[Dataset entries]
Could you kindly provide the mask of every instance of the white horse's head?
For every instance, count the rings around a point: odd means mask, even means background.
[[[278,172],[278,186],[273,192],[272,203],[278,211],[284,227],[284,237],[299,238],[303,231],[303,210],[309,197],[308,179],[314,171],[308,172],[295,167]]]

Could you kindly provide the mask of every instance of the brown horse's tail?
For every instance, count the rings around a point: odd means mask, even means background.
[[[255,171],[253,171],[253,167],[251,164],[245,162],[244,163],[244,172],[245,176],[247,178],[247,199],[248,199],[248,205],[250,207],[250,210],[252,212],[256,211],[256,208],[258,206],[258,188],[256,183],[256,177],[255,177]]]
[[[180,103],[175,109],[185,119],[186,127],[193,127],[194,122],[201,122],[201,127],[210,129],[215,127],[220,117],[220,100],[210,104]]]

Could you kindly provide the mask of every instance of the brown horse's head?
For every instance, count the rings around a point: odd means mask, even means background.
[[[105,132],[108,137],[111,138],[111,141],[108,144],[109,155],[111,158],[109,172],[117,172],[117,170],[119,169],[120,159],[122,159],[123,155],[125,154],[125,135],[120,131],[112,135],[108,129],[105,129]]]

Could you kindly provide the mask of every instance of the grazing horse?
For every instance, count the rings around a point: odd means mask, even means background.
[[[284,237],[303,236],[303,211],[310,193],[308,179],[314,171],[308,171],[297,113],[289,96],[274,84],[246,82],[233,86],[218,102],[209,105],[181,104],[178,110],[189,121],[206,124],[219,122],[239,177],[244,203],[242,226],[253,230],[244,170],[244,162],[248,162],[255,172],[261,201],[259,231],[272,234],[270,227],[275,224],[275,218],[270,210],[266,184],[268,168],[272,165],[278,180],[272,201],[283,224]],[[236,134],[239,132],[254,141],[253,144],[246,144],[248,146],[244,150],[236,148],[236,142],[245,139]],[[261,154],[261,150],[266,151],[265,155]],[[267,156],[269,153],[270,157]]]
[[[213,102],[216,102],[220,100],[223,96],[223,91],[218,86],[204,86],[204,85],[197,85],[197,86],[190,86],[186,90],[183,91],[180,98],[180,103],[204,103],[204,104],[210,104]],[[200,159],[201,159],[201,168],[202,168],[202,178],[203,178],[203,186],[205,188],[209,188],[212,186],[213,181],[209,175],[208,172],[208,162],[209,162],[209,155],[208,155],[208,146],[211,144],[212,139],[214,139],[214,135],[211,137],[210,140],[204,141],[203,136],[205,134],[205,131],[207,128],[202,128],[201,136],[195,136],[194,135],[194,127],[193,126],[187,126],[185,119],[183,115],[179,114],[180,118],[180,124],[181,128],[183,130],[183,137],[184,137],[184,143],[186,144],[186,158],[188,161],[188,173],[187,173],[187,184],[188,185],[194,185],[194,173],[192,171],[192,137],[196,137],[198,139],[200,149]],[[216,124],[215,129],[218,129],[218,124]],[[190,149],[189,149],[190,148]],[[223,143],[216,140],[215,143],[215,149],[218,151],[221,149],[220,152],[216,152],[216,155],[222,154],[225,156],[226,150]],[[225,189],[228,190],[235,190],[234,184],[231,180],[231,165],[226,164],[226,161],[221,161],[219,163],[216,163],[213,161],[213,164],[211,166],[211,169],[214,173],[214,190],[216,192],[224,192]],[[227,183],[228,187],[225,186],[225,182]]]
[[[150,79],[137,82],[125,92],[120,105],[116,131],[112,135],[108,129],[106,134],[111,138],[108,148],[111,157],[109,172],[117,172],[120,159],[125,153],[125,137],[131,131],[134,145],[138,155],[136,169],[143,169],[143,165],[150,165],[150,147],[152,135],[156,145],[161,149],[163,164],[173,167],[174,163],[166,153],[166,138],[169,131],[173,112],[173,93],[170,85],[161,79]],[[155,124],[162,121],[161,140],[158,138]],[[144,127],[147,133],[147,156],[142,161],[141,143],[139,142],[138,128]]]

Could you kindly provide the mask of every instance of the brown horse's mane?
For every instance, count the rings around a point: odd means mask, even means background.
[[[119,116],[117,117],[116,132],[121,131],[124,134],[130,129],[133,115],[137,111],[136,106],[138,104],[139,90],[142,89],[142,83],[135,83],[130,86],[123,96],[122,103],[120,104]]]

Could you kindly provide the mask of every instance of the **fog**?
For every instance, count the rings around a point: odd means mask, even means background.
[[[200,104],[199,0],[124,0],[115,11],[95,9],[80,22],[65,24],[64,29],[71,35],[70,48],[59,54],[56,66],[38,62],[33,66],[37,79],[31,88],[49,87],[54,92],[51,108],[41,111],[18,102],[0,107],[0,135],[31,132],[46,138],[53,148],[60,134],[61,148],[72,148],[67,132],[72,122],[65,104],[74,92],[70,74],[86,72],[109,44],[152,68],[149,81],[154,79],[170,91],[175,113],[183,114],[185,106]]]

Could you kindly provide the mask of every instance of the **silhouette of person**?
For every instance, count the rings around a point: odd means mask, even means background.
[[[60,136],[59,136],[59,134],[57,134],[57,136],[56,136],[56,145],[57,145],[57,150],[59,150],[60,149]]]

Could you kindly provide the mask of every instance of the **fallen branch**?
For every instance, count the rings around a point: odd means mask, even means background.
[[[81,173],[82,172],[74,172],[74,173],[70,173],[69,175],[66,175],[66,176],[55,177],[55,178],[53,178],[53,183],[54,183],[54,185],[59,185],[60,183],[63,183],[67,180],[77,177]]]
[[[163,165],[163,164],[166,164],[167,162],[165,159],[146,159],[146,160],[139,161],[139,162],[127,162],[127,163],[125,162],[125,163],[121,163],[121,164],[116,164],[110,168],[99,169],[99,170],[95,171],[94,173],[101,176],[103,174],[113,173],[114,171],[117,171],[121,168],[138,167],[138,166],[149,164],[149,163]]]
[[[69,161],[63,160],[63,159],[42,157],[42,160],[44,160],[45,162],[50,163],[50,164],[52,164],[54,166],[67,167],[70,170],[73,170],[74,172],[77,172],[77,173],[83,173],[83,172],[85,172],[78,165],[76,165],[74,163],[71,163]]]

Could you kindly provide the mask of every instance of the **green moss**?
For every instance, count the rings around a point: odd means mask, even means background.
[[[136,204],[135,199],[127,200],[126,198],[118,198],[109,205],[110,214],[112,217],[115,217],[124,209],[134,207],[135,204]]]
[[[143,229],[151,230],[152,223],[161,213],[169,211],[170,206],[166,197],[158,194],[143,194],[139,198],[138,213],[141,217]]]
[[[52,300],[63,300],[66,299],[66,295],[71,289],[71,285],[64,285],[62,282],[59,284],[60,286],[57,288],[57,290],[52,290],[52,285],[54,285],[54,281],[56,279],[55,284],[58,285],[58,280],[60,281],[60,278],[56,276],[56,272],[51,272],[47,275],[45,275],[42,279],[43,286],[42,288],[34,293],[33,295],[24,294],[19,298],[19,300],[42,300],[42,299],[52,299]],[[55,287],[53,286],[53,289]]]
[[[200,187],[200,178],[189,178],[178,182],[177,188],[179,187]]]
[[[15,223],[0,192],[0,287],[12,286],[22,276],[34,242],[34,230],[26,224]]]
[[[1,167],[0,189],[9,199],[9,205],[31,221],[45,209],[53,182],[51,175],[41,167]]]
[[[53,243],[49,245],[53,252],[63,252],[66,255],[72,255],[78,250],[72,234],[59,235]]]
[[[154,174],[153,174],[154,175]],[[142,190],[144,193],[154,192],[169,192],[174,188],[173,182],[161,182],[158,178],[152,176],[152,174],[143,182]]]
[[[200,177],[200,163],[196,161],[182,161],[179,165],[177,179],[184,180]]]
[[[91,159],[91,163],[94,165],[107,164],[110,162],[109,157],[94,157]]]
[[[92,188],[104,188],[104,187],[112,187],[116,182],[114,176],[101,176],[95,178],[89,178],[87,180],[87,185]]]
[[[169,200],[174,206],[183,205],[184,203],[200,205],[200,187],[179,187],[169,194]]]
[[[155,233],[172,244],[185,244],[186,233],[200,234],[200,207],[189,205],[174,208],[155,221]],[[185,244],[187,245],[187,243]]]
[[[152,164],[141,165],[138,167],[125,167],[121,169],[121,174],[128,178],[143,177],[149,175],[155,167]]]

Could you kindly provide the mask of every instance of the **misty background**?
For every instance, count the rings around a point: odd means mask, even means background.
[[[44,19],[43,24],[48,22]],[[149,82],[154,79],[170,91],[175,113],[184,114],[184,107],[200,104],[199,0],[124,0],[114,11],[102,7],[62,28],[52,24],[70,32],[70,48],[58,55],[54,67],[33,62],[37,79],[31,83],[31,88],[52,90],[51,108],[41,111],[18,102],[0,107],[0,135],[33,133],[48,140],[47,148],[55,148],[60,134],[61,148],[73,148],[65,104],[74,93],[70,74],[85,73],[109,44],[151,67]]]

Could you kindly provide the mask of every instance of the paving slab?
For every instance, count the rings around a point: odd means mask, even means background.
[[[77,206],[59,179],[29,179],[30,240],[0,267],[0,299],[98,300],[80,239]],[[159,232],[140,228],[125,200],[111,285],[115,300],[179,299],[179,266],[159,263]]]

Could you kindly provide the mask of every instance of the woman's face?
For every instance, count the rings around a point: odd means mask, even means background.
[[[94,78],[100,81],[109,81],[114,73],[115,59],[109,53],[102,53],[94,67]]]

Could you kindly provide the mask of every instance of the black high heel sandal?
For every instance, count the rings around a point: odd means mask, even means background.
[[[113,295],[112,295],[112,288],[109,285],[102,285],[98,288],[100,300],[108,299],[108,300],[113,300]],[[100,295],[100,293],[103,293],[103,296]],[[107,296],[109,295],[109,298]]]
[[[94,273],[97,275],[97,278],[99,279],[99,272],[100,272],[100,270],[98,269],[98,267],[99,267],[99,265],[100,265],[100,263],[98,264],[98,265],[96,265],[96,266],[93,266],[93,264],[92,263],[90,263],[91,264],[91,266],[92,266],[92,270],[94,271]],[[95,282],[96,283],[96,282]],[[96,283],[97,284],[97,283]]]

Work item. Take every line above where "brown" appears and copy it.

Your response.
Could you kindly provide the mask of every instance of the brown horse's tail?
Could you kindly provide the mask of every instance of the brown horse's head?
Could you kindly provide the mask of every instance of the brown horse's mane?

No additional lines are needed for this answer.